┌─ SOURCE PASSAGE

Apart from a decent salary, friendly environment, growth opportunity, recognizing and appreciating the outstanding work performed by employees goes a long way in attracting and retaining talent within the organization. A reward and recognition programme is a systemic approach for employers to show appreciation towards good performance on individual and/or group levels.

While the terms ‘reward’ and ‘recognition’ are often used together, they should be interpreted separately. Rewards are typically considered monetary in nature, while recognition provides a psychological benefit.

Make your employees feel recognized with our top 3 non-monetary employee benefits.

How do you develop an effective reward programme?

Now that you understand more about the definition of a rewards and recognition programme, in this section, we will highlight the key steps involved in designing such a programme.

1. Identify the audience

First and foremost, HR managers should target the audience correctly in the programme as each employee is different and has their own motivations. There’s simply no such thing as a one-size-fits-all approach to developing a successful reward programme. Thus, managers should consider the following factors thoroughly so that the programme can work in the way it is designed to:

  • What are the different types of jobs done by employees?
  • How many employees are there in the organization?
  • What motivates them individually?
  • What type of recognition is being provided by the company?

2. Know your budget

Depending on whether it’s a short-term or long-term reward, and the number of the target audience, the budget varies. And of course, it is most important to determine the cost of the reward.

3. Set the right targets and rewards

Company managers should set up a reasonable amount of achievable and measurable targets with due consideration, and they should assist companies to achieve their business goals.

└─
┌─ EXERCISE DATA

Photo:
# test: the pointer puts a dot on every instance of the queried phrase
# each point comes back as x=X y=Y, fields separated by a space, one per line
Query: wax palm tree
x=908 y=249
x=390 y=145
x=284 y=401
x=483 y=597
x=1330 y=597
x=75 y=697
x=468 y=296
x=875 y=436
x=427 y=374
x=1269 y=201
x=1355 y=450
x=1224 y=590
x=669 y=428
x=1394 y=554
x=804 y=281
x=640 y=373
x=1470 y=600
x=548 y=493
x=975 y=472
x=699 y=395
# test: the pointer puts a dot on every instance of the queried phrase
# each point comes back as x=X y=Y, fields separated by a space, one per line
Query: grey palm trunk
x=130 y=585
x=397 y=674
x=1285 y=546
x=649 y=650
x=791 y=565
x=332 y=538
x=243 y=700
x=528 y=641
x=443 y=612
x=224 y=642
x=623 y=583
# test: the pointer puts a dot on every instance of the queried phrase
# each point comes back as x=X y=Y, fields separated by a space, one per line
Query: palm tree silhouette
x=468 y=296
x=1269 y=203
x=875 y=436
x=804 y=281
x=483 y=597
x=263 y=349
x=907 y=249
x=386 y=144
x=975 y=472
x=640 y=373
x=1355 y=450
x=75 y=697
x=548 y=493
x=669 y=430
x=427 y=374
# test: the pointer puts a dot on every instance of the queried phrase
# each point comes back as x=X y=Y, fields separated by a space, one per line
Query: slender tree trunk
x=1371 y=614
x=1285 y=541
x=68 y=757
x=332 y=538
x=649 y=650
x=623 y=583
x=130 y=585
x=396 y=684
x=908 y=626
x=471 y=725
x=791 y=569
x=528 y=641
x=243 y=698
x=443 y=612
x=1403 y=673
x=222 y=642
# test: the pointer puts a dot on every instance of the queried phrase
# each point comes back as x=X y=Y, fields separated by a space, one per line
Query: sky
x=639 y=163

└─

* [DIRECTIONS]
**A)** In the reward programme passage, how do rewards differ from recognition?
**B)** Rewrite the records from their start through the line holding "x=699 y=395", inclusive, as a JSON list of strings with one string per line and blank lines left out.

* [ANSWERS FOR THIS EXERCISE]
**A)** Rewards are typically monetary, while recognition provides a psychological benefit.

**B)**
[
  "Photo:",
  "# test: the pointer puts a dot on every instance of the queried phrase",
  "# each point comes back as x=X y=Y, fields separated by a space, one per line",
  "Query: wax palm tree",
  "x=908 y=249",
  "x=390 y=145",
  "x=284 y=401",
  "x=483 y=597",
  "x=1330 y=597",
  "x=75 y=697",
  "x=468 y=296",
  "x=875 y=436",
  "x=427 y=374",
  "x=1269 y=201",
  "x=1355 y=450",
  "x=1224 y=590",
  "x=669 y=428",
  "x=1394 y=554",
  "x=804 y=281",
  "x=640 y=373",
  "x=1470 y=600",
  "x=548 y=493",
  "x=975 y=472",
  "x=699 y=395"
]